* PROBLEM STATEMENT: Convert the records below into a two-column CSV headed text and answer, one row per record. Put each record's text and its answer in a single quoted field apiece, replacing any line breaks with spaces.

* ITEMS:

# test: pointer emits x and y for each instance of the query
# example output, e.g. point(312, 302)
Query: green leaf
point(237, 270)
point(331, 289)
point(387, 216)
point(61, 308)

* RESPONSE TO THIS TASK:
text,answer
"# test: pointer emits x and y for each instance of the query # example output, e.g. point(312, 302) Query: green leaf","point(237, 270) point(331, 289) point(387, 216) point(61, 308)"